**EXERCISE**
Please print each record exactly, omitting none of them.

**Referring expression pointing data**
+===+

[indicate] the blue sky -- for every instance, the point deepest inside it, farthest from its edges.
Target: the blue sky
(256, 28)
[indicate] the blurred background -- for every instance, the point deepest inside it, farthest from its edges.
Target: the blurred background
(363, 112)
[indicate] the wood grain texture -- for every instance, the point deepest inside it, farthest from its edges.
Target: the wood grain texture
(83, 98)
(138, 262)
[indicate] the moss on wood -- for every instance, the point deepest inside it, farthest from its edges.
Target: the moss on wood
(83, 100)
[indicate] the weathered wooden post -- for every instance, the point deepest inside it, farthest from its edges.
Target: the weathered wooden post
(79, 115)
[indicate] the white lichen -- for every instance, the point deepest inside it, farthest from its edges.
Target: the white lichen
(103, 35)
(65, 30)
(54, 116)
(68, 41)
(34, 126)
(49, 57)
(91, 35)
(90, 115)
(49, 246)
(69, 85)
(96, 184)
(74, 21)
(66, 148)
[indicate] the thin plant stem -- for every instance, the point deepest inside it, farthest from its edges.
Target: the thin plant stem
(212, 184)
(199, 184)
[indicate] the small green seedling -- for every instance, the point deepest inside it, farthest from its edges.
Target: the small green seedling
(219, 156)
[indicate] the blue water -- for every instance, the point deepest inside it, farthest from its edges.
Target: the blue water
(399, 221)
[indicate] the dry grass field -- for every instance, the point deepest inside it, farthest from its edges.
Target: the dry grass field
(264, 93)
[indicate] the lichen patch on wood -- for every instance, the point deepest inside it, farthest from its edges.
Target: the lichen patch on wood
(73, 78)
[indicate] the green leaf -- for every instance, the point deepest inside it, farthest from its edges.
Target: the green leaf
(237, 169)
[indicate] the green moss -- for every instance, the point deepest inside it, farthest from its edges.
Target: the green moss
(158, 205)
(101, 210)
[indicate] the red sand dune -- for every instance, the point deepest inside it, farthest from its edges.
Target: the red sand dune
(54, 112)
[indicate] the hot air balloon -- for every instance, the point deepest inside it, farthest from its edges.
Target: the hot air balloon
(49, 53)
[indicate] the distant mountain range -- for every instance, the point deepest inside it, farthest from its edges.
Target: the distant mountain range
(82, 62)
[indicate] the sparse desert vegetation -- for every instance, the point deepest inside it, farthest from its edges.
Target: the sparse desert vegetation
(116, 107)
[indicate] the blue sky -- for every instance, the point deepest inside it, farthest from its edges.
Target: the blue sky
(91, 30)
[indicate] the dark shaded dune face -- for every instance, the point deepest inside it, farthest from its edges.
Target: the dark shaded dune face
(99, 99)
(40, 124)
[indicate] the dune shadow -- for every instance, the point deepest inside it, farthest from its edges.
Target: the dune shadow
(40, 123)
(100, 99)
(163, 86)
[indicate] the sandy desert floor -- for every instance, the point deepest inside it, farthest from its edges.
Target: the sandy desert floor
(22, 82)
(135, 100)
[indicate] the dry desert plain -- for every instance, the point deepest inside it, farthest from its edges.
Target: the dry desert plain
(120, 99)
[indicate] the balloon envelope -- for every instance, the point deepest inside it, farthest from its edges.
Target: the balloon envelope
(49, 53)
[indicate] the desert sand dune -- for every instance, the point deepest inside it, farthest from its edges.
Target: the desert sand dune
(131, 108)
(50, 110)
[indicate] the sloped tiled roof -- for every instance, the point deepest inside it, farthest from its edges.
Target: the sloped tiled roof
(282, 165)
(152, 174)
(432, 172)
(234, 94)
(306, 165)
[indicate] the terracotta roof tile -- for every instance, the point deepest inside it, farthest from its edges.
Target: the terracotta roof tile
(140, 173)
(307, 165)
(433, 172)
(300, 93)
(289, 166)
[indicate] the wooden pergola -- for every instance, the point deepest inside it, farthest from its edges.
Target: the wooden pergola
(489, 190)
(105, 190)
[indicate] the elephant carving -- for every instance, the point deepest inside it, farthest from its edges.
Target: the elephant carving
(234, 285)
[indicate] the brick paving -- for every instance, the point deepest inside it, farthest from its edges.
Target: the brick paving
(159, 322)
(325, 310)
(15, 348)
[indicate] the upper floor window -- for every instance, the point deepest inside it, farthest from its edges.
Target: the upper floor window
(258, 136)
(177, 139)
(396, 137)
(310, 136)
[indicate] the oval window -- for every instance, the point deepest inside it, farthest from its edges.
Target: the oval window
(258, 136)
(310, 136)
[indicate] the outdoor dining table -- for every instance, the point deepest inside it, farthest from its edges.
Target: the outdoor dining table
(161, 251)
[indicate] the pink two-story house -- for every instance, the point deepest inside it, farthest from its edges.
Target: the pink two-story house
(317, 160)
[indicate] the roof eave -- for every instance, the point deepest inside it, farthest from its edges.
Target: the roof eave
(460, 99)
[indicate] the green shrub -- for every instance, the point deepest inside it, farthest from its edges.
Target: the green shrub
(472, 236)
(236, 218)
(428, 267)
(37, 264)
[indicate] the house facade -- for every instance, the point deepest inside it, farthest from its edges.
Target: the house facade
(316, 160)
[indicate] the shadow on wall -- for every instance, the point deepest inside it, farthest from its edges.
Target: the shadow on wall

+===+

**TASK SOLUTION**
[indicate] the blue sky -- for every instance, the point deepest inside it, farthest from its edges.
Target: the blue sky
(256, 28)
[indicate] the blurred background -- for every instance, the point deepest inside it, farthest from its edges.
Target: the blurred background
(363, 112)
[indicate] the wood grain texture -- for every instance, the point deepest inside it, farthest from its edges.
Target: the wood grain texture
(83, 98)
(138, 262)
[indicate] the moss on wood -- for every instance, the point deepest inside it, farthest from its edges.
Target: the moss on wood
(83, 100)
[indicate] the weathered wooden post -- for every instance, the point deepest inside it, farthest from its edges.
Target: the weathered wooden post
(79, 115)
[indicate] the white lichen -- for every instance, the point deepest inside it, farthest from its edges.
Target: the white lichen
(103, 35)
(65, 30)
(54, 116)
(68, 41)
(34, 126)
(49, 57)
(91, 35)
(90, 115)
(49, 246)
(69, 85)
(96, 184)
(74, 21)
(66, 148)
[indicate] the thin plant stem -- for every instance, the point deepest inside it, farthest from its edges.
Target: the thin plant stem
(212, 184)
(199, 184)
[indicate] the small green seedling -- for every instance, the point deepest inside it, farthest from its edges.
Target: the small green seedling
(219, 156)
[indicate] the blue water -- for every instance, the point deepest inside it, farthest from its edges.
Target: the blue water
(399, 221)
[indicate] the dry grass field -- for every instance, the point deepest inside it, farthest from its edges.
Target: the dry grass field
(264, 93)
[indicate] the lichen patch on wood -- for every instance, the point deepest inside it, farthest from its edges.
Target: the lichen patch on wood
(73, 78)
[indicate] the green leaf -- for every instance, the point deepest inside it, farthest from its edges.
Target: the green leaf
(237, 169)
[indicate] the green moss -- for every instance, the point deepest inside it, farthest from its edges.
Target: the green moss
(158, 205)
(101, 210)
[indicate] the red sand dune -- for every instance, the point deepest inside it, farthest from its edges.
Target: the red sand dune
(54, 112)
[indicate] the hot air balloon -- for every instance, the point deepest inside it, farthest from its edges.
Target: the hot air balloon
(49, 53)
[indicate] the distant mountain range -- for every instance, the point deepest inside it, farthest from its edges.
Target: the distant mountain range
(82, 62)
[indicate] the sparse desert vegetation -- for every instance, the point deepest inside it, farthest from its edges.
Target: the sparse desert vegetation
(116, 107)
[indicate] the blue sky -- for every instance, the point deepest inside it, farthest from its edges.
Target: the blue sky
(91, 30)
[indicate] the dark shaded dune face -- for every instance, the point deepest inside it, farthest from its edges.
Target: the dark shaded dune face
(99, 99)
(40, 124)
[indicate] the dune shadow -- for every instance, the point deepest inside it, farthest from its edges.
Target: the dune shadow
(40, 123)
(100, 99)
(163, 86)
[indicate] the sandy desert floor -- for every instance, the point deepest inside it, farthest from its edges.
Target: the sandy desert floor
(22, 82)
(135, 100)
[indicate] the dry desert plain -- for every instance, the point deepest inside it, farthest from its edges.
Target: the dry desert plain
(120, 99)
[indicate] the balloon envelope -- for every instance, the point deepest inside it, farthest from its edges.
Target: the balloon envelope
(49, 53)
[indicate] the desert sand dune -- for every instance, the point deepest inside it, farthest from its edges.
Target: the desert sand dune
(131, 108)
(50, 110)
[indicate] the sloped tiled roof -- for every instance, the point deepest inside it, farthest from its edges.
Target: the sloped tiled roof
(282, 165)
(152, 174)
(432, 172)
(234, 94)
(306, 165)
[indicate] the terracotta roof tile -- for every instance, the point deepest inside it, farthest from its edges.
Target: the terracotta roof tile
(140, 173)
(307, 165)
(433, 172)
(300, 93)
(289, 166)
[indicate] the wooden pergola -- for every instance, the point deepest inside it, farthest from its edges.
Target: the wooden pergola
(489, 190)
(105, 190)
[indicate] the elephant carving -- for every instance, the point deepest inside it, farthest from its edges.
Target: the elephant carving
(234, 285)
[indicate] the brick paving -- for every instance, the point deepest inside it, farthest from its edges.
Target: the brick paving
(159, 322)
(325, 310)
(15, 348)
[indicate] the upper floor window -- for every instance, the point deepest inside it, farthest from its edges.
Target: the upper floor window
(258, 136)
(177, 139)
(396, 137)
(310, 136)
[indicate] the oval window -- for every instance, the point deepest inside it, farthest from its edges.
Target: the oval window
(258, 136)
(310, 136)
[indicate] the outdoor dining table -- for every instance, the point deepest inside it, farthest from its edges.
Target: the outdoor dining table
(161, 251)
[indicate] the pink two-story house -- for every instance, the point deepest inside it, farthest from its edges.
Target: the pink two-story house
(317, 160)
[indicate] the roof eave -- for every instance, the point deepest inside it, farthest from its edges.
Target: the roof eave
(460, 99)
[indicate] the green shrub -- for every instance, the point deepest inside it, farthest from its edges.
Target: the green shrub
(472, 236)
(236, 218)
(428, 267)
(37, 264)
[indicate] the house facade -- for every instance, the point deepest inside it, farthest from its edges.
Target: the house facade
(316, 160)
[indicate] the shadow on wall -- for every instance, the point deepest inside it, farthest from its edges.
Target: the shadow on wall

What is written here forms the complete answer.